TEXTE À LIRE:
* * * * *

Est-ce le dernier mot ? Justement non. C’est vrai que dans notre imaginaire religieux, penser Dieu fait surgir ce langage hypermasculin. Et c’est vrai aussi que la liturgie dans les cultes nous le ressert à profusion. Mais les Evangiles disent autre chose. Ils disent : si vous voulez vous faire une image de Dieu, regardez le Christ Jésus. C’est lui, l’image. C’est lui qui offre de Dieu le portrait le plus ressemblant. Arrêtez avec vos représentations du Dieu terrible et destructeur. Quand Jésus disait à ses contemporains « Convertissez-vous », ça ne voulait pas dire « Soyez gentils et arrêtez de chaparder dans le champ du voisin ». Non, c’était beaucoup plus sérieux : se convertir, c’est changer votre image de Dieu. Changez votre logiciel religieux, il est démodé. Dans l’Evangile qui a été lu tout à l’heure, Jésus le dit autrement : « Celui qui m’a vu a vu le Père. Pourquoi dis-tu : montre-nous le Père ? ».

* * * * *

LISTE DES ENTRÉES:
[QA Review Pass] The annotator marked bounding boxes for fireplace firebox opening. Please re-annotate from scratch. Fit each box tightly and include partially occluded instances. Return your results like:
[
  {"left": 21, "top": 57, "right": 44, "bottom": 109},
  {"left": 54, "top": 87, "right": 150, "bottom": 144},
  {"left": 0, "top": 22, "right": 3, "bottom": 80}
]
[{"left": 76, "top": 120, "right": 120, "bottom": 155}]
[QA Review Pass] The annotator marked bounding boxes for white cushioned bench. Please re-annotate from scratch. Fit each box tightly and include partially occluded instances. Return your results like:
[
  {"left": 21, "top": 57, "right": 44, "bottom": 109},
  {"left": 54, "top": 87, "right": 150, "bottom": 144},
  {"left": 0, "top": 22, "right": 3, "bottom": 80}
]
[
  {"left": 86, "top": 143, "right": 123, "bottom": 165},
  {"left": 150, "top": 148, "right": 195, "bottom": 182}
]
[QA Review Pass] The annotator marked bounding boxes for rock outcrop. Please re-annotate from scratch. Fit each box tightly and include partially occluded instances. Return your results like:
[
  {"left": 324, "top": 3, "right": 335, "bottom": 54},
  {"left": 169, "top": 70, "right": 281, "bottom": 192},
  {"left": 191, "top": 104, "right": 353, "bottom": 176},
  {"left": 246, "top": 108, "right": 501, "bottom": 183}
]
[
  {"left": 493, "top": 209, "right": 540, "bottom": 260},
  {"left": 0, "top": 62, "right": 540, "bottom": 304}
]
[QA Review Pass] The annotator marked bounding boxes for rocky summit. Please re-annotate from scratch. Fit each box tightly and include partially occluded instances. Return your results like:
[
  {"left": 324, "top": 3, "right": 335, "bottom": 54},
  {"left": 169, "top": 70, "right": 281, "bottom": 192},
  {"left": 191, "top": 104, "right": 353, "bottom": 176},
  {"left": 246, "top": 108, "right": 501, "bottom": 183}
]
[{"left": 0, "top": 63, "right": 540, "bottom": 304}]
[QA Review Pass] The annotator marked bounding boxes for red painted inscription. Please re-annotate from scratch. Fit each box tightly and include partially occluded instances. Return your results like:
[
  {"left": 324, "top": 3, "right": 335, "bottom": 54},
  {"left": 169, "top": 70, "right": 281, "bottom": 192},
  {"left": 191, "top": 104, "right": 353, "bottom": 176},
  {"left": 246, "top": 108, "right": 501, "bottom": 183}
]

* * * * *

EXERCICE PROPOSÉ:
Recopiez en entier le texte sur l'image de Dieu, sans en modifier un seul mot.

RÉPONSE À L'EXERCICE:
Est-ce le dernier mot ? Justement non. C’est vrai que dans notre imaginaire religieux, penser Dieu fait surgir ce langage hypermasculin. Et c’est vrai aussi que la liturgie dans les cultes nous le ressert à profusion. Mais les Evangiles disent autre chose. Ils disent : si vous voulez vous faire une image de Dieu, regardez le Christ Jésus. C’est lui, l’image. C’est lui qui offre de Dieu le portrait le plus ressemblant. Arrêtez avec vos représentations du Dieu terrible et destructeur. Quand Jésus disait à ses contemporains « Convertissez-vous », ça ne voulait pas dire « Soyez gentils et arrêtez de chaparder dans le champ du voisin ». Non, c’était beaucoup plus sérieux : se convertir, c’est changer votre image de Dieu. Changez votre logiciel religieux, il est démodé. Dans l’Evangile qui a été lu tout à l’heure, Jésus le dit autrement : « Celui qui m’a vu a vu le Père. Pourquoi dis-tu : montre-nous le Père ? ».